Reproduce from the records below, with no pictures, exactly the lines between the one containing "point: one pixel per instance, each like <point>40,293</point>." and the one containing "point: one pixel per instance, each like <point>407,64</point>.", inclusive.

Given data
========

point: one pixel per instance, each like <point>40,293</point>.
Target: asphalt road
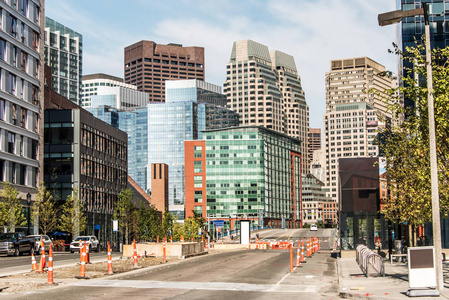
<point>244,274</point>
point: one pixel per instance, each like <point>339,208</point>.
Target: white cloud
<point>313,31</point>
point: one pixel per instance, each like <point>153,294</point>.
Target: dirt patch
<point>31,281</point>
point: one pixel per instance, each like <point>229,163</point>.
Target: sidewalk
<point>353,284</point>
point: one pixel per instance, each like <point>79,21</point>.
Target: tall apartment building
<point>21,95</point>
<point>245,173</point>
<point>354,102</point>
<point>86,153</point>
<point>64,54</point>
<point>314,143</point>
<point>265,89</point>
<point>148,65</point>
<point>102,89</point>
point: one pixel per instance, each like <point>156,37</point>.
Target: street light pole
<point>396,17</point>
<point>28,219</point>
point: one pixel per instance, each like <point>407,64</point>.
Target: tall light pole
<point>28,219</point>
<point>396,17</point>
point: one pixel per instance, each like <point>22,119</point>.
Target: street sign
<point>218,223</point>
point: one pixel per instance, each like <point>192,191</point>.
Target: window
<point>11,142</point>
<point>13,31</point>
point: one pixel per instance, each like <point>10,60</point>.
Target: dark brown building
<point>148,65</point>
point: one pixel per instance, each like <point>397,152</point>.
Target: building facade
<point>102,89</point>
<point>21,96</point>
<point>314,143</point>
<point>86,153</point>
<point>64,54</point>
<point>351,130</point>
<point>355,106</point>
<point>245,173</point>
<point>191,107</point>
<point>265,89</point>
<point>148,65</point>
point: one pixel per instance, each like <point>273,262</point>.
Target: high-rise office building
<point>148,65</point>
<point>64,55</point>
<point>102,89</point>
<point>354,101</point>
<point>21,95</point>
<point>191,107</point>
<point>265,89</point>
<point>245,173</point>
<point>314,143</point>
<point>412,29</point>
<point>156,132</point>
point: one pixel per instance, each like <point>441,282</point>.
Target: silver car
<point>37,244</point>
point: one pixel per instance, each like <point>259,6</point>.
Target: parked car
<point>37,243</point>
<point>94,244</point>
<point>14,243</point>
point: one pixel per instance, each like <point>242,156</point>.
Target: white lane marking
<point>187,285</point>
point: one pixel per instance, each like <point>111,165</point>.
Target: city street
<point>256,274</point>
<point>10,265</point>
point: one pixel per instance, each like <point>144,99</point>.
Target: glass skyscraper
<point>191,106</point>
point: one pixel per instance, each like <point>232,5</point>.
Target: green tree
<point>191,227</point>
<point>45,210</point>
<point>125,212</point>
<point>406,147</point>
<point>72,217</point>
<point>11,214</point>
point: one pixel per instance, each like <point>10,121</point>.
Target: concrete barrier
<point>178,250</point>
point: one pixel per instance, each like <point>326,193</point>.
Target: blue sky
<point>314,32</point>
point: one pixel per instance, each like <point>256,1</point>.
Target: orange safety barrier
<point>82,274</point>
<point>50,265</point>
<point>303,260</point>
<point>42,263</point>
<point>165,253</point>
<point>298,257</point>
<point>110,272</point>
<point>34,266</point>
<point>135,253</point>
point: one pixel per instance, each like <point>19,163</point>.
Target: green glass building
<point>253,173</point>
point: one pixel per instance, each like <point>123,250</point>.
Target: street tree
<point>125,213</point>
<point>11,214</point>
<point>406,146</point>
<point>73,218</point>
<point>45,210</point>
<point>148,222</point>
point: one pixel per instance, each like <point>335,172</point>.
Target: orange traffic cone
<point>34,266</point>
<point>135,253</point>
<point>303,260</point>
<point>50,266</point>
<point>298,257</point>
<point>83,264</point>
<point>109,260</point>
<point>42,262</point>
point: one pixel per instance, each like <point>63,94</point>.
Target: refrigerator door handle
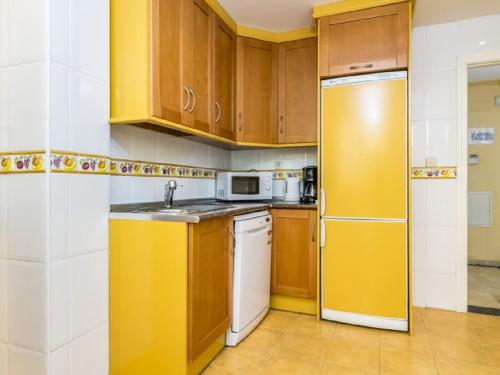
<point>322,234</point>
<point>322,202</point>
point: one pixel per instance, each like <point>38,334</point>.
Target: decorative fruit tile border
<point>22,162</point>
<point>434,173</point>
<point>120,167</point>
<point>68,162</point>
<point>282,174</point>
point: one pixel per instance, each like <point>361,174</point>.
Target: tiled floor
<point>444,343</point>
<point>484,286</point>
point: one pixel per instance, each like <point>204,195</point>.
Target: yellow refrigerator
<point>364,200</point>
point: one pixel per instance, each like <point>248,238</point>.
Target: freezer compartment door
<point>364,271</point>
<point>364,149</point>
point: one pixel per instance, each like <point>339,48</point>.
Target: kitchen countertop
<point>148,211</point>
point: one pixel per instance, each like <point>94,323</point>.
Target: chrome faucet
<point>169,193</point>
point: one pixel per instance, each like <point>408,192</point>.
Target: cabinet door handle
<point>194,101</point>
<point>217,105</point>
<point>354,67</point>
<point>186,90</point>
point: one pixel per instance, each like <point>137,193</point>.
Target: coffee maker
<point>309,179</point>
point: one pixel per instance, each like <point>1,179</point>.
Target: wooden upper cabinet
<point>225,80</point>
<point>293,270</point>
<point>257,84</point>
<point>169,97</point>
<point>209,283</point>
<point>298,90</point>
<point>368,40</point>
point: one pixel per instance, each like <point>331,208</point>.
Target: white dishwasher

========

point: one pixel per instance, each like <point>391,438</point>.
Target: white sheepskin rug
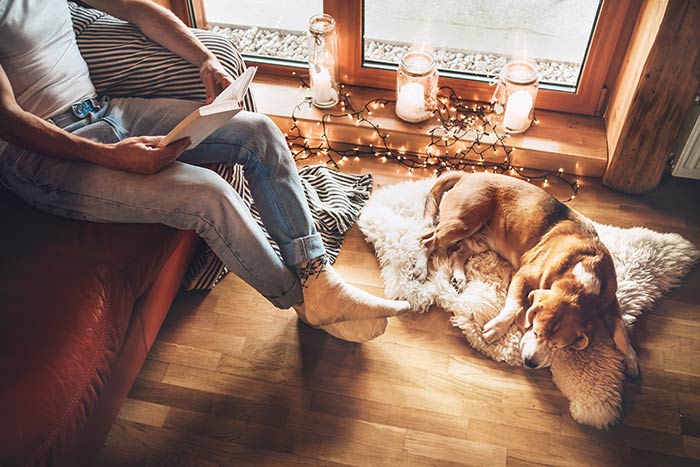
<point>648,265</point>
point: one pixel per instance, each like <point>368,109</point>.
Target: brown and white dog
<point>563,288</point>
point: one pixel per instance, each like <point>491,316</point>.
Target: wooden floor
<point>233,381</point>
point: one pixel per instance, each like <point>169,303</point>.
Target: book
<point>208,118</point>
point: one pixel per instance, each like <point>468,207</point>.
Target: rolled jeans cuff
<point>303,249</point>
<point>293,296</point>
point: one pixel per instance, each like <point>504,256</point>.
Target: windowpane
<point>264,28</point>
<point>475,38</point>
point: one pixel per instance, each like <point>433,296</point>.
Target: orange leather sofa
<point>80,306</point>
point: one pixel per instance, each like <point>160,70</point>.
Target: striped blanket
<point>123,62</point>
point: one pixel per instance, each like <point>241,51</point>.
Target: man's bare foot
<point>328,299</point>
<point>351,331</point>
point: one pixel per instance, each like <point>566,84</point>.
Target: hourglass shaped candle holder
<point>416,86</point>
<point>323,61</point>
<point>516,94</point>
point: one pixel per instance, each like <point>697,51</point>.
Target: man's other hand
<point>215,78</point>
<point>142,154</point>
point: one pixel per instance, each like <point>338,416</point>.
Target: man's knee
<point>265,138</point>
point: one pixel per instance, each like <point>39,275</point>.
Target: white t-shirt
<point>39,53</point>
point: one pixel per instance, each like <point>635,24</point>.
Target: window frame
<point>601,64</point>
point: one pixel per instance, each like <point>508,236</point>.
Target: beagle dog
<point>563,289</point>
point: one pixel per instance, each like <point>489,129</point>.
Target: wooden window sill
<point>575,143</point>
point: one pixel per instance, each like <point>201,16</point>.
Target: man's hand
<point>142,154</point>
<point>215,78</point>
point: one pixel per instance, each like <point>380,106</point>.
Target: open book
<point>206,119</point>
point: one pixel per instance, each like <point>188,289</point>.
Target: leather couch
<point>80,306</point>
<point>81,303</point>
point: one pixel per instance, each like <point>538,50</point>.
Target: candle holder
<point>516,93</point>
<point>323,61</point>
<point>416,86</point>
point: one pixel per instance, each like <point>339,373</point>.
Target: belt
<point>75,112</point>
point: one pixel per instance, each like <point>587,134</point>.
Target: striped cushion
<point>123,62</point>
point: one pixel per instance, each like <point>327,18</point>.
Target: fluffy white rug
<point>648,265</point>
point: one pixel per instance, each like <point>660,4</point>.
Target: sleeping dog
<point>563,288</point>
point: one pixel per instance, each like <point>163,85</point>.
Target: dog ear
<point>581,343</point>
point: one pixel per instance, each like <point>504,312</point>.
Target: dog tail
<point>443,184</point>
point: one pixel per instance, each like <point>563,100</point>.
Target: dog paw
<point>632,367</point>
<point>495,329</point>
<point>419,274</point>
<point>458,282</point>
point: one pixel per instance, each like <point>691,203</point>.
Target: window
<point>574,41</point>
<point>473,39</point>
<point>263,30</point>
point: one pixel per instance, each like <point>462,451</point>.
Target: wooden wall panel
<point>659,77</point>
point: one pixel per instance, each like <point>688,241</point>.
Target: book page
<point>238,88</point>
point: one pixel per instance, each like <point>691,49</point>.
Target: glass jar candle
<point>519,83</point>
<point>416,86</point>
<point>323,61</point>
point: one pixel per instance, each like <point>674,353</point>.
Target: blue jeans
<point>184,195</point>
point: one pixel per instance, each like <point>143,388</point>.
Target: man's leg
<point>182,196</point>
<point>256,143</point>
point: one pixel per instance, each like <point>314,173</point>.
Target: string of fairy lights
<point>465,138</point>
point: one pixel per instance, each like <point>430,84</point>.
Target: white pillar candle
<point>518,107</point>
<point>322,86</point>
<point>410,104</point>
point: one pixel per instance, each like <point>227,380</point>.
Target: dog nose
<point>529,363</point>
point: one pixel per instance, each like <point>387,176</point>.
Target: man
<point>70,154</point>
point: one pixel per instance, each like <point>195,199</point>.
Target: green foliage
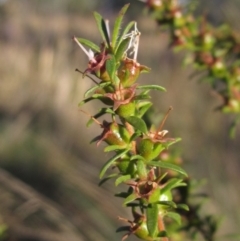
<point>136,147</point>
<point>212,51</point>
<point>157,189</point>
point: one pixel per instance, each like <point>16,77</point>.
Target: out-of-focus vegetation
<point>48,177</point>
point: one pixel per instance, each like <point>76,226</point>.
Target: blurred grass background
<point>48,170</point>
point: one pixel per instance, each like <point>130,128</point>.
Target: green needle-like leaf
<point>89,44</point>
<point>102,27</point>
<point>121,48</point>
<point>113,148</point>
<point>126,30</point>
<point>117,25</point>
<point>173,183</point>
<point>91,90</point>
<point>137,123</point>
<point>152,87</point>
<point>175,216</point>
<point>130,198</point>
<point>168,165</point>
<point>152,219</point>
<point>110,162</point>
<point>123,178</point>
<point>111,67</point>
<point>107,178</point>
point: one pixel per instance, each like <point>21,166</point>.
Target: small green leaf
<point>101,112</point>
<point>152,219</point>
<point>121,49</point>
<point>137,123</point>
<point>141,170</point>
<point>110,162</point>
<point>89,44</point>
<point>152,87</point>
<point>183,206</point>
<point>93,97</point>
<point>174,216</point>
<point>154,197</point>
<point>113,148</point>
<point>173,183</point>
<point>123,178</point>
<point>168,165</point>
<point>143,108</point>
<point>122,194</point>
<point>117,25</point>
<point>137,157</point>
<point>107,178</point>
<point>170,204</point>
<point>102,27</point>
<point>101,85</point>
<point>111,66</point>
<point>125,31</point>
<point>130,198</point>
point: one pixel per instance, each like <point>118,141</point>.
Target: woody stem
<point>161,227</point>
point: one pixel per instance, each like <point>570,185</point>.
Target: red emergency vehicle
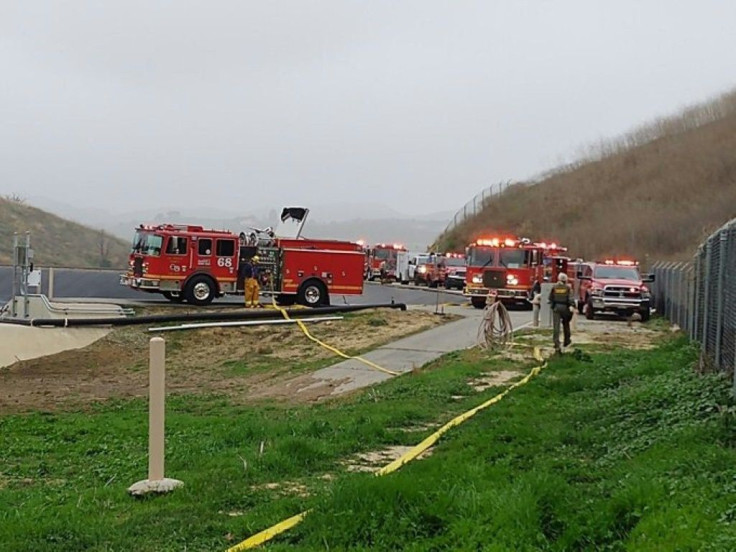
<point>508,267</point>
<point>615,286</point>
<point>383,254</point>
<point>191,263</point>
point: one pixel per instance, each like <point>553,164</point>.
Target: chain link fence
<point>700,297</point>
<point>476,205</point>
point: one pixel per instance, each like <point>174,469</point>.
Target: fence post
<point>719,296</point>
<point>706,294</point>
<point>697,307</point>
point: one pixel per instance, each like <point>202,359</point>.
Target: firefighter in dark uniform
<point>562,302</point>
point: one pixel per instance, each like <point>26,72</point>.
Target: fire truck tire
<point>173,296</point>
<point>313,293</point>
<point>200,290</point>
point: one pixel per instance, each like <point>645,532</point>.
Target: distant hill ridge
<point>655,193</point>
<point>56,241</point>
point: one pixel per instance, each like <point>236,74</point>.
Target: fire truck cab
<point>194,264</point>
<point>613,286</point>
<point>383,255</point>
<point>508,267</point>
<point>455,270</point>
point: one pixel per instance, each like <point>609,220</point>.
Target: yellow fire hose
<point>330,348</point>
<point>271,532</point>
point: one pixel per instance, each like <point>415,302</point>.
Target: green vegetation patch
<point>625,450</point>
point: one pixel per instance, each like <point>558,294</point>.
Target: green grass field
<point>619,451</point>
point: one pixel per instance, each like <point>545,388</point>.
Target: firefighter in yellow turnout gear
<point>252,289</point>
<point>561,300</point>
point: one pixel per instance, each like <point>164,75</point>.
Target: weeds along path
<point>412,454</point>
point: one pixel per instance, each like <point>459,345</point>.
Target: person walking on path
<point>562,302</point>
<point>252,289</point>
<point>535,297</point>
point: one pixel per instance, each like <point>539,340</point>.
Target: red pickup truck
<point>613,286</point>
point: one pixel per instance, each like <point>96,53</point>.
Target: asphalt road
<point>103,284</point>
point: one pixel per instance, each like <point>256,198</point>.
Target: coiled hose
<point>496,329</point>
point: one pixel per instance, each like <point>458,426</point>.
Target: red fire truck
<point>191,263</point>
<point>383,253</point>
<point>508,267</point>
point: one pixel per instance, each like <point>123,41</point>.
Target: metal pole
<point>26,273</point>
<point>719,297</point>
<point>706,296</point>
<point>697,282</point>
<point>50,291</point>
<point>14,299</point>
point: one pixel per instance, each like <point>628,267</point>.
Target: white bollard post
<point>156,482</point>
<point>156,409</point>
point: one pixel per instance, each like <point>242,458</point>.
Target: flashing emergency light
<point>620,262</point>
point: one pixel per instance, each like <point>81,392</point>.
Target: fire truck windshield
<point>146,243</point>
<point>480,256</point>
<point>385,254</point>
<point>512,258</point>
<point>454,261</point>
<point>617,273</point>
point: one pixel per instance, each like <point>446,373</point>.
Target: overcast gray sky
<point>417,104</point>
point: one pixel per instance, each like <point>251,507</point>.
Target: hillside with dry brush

========

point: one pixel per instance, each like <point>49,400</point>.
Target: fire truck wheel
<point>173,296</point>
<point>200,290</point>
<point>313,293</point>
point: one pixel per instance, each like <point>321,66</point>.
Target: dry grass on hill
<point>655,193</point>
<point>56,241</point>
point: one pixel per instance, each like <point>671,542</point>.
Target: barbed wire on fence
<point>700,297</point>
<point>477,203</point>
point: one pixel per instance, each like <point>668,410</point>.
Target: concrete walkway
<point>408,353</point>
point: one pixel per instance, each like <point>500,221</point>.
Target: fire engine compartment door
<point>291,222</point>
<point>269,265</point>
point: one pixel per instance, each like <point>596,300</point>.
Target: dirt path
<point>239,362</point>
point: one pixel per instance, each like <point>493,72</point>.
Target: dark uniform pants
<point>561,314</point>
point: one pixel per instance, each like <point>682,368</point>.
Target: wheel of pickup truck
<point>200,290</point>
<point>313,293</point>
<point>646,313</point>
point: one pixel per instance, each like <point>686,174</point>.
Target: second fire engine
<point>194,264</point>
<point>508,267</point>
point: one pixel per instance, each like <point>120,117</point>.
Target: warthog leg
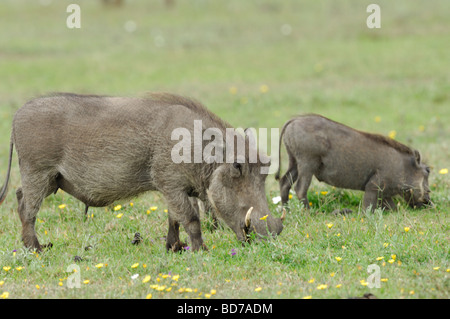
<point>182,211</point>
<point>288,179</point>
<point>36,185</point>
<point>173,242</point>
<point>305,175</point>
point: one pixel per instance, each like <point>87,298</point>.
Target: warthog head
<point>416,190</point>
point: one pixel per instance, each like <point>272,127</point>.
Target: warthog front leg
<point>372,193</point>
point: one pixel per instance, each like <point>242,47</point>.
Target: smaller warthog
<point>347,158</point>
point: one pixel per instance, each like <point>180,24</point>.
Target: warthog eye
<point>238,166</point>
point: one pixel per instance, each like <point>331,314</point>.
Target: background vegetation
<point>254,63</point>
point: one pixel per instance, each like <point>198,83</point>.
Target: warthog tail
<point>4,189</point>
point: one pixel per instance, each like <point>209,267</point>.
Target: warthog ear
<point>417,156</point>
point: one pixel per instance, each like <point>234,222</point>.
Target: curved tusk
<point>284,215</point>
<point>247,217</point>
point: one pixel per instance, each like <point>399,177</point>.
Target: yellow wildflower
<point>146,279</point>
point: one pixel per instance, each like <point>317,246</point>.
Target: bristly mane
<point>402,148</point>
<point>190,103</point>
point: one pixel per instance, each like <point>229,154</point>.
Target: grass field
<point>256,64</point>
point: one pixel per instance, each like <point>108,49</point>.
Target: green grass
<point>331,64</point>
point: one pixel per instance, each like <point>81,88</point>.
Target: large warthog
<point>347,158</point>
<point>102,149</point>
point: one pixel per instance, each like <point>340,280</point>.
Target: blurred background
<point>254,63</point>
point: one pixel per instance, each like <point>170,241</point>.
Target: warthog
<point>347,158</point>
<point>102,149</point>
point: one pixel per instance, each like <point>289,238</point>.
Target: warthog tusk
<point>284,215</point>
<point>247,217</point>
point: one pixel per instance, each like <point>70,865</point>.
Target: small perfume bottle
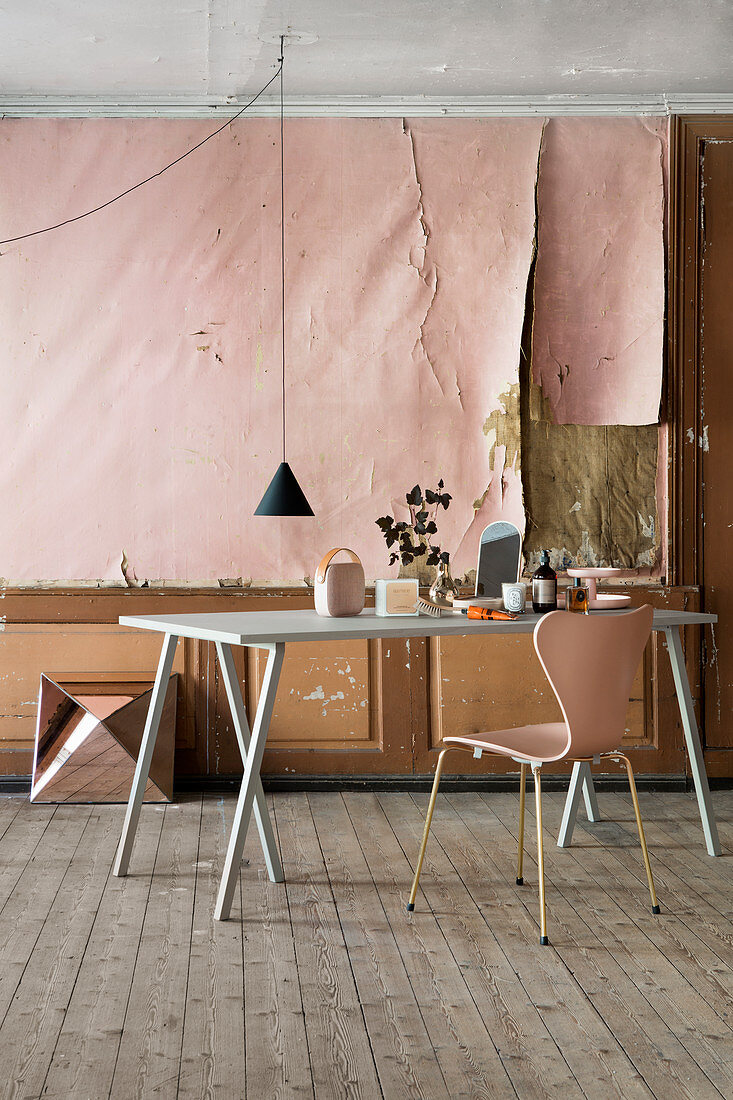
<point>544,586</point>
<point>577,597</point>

========

Finished exercise
point: one pixel per instance, each like <point>40,293</point>.
Target: asphalt road
<point>244,274</point>
point: one pixel per instance, each like <point>339,208</point>.
Target: white cloud
<point>313,31</point>
point: one pixel per instance, each like <point>153,294</point>.
Target: dirt patch
<point>31,281</point>
point: one pixel per instance, each like <point>229,163</point>.
Target: sidewalk
<point>353,284</point>
point: one pixel per instance, each like <point>79,21</point>.
Target: tall apartment building
<point>21,95</point>
<point>245,173</point>
<point>354,102</point>
<point>86,153</point>
<point>64,54</point>
<point>314,143</point>
<point>265,89</point>
<point>148,65</point>
<point>102,89</point>
point: one pixel per instance, each like <point>156,37</point>.
Target: street light pole
<point>396,17</point>
<point>28,219</point>
point: one pixel per instance, each like <point>407,64</point>.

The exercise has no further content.